**Task description**
Would you reproduce all of the data below verbatim, line for line?
:: Supplied records
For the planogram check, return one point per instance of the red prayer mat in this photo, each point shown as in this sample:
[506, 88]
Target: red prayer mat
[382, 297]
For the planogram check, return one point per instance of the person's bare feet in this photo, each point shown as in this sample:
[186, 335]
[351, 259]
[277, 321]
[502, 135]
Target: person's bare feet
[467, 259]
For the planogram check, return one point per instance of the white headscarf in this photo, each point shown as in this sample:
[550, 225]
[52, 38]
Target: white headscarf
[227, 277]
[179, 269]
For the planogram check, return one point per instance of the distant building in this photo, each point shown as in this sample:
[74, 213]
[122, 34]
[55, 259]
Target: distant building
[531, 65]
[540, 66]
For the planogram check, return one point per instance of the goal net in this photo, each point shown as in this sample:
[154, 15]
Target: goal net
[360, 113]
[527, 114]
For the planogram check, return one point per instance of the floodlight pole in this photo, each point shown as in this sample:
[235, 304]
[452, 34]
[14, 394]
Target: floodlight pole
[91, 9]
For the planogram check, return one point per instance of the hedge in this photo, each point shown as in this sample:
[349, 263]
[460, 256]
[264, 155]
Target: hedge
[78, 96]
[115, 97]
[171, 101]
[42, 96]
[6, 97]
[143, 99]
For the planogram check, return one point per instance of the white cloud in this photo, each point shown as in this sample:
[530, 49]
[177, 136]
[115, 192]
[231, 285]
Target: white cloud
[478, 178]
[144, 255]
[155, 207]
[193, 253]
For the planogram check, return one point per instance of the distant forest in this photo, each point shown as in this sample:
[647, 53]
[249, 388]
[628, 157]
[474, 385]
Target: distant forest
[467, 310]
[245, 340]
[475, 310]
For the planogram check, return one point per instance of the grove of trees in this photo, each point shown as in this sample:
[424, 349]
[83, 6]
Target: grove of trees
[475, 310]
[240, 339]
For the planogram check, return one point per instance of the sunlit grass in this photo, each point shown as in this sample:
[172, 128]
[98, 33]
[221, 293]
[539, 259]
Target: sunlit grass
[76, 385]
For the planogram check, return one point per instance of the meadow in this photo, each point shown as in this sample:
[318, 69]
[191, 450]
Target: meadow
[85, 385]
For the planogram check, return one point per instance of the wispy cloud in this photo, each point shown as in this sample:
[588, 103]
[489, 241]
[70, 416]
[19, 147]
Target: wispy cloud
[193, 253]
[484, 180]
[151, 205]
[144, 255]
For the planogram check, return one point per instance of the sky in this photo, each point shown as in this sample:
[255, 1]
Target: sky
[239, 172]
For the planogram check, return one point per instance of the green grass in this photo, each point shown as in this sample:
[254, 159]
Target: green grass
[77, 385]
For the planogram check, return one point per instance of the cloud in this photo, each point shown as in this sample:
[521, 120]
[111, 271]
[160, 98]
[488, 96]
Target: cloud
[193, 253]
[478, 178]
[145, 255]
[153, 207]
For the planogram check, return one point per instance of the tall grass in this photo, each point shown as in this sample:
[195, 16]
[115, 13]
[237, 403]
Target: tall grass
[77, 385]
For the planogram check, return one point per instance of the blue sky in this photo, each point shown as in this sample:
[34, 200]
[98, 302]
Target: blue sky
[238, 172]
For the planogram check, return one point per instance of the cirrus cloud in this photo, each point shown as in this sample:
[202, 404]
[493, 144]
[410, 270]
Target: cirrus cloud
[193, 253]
::::
**Response to the exercise**
For the planogram check, return one point per instance of the red prayer mat in this photo, each point shown as in this sample:
[506, 88]
Target: red prayer mat
[382, 297]
For the planogram check, return one point per instance of the person's bare feet in this photo, each point shown as in this sample:
[186, 335]
[351, 259]
[277, 321]
[502, 135]
Target: person's bare feet
[467, 259]
For the planogram check, return one point per instance of the white headscarf in this photo, each point shown as in this sample:
[550, 225]
[52, 38]
Target: white headscarf
[227, 277]
[179, 269]
For the planogram check, return one point per instance of the distant building in this photo, each point shown as in this sample:
[74, 213]
[122, 34]
[55, 259]
Target: distant building
[531, 65]
[540, 66]
For the planogram check, return one point per instance of the goal net in this photo, each point shown as in this sample:
[154, 15]
Target: goal net
[360, 113]
[527, 114]
For the planogram check, return one point per instance of the floodlight pole in this photo, each point shown as in this sample:
[235, 304]
[452, 34]
[14, 394]
Target: floodlight pole
[91, 9]
For the planogram check, return one point per instance of the hedge in this photo, each point shown as in this sample:
[349, 263]
[460, 256]
[264, 155]
Target: hedge
[78, 96]
[115, 97]
[171, 101]
[42, 96]
[6, 97]
[143, 99]
For the planogram check, return one point per instance of the white cloud in this photo, each point shown as in this sample:
[530, 49]
[177, 136]
[115, 192]
[231, 285]
Target: white cloud
[478, 178]
[144, 255]
[155, 207]
[193, 253]
For the planogram check, return one point per instance of the distant forest in this photo, each point shown as in this sample:
[647, 53]
[249, 388]
[628, 157]
[474, 385]
Target: distant forest
[467, 310]
[245, 340]
[475, 310]
For the planogram check, return one point per instance of the grove of trees in this photo, each point shown as in this sample:
[424, 349]
[83, 6]
Target: grove of trees
[475, 310]
[240, 339]
For the planogram check, return one point per instance of the sunlit grass in this photo, each point shown as in this sample:
[172, 128]
[98, 33]
[221, 293]
[539, 259]
Target: sunlit grass
[76, 385]
For the planogram check, return one point per instance of the meadow in this photo, each point shown as in this sample:
[318, 69]
[191, 450]
Target: meadow
[85, 385]
For the planogram check, return one point per instance of the wispy cloud in this photo, each point shown as in this sample:
[588, 103]
[489, 241]
[70, 416]
[19, 147]
Target: wispy cloud
[193, 253]
[484, 180]
[151, 205]
[144, 255]
For the planogram check, return one point per instance of the sky in this photo, each point shown as in this sample:
[255, 1]
Target: sky
[239, 172]
For the planogram check, return one point per instance of the green grass in this photo, each point shown as in this sample:
[254, 159]
Target: green grass
[77, 385]
For the planogram check, return one point per instance of the cloud in this photo, each point shown as in this sample:
[521, 120]
[111, 271]
[160, 98]
[488, 96]
Target: cloud
[193, 253]
[478, 178]
[145, 255]
[153, 207]
For the planogram check, return one point per instance of the tall grass in this photo, each point shown as in this sample:
[195, 16]
[115, 13]
[237, 403]
Target: tall grass
[77, 385]
For the planogram check, return one point per instance of the blue sky in this photo, each point shown as in this sample:
[34, 200]
[98, 302]
Target: blue sky
[238, 172]
For the planogram check, return one point per instance of the cirrus cloud in this photo, each point shown as in this sample:
[202, 404]
[493, 144]
[410, 270]
Target: cirrus cloud
[193, 253]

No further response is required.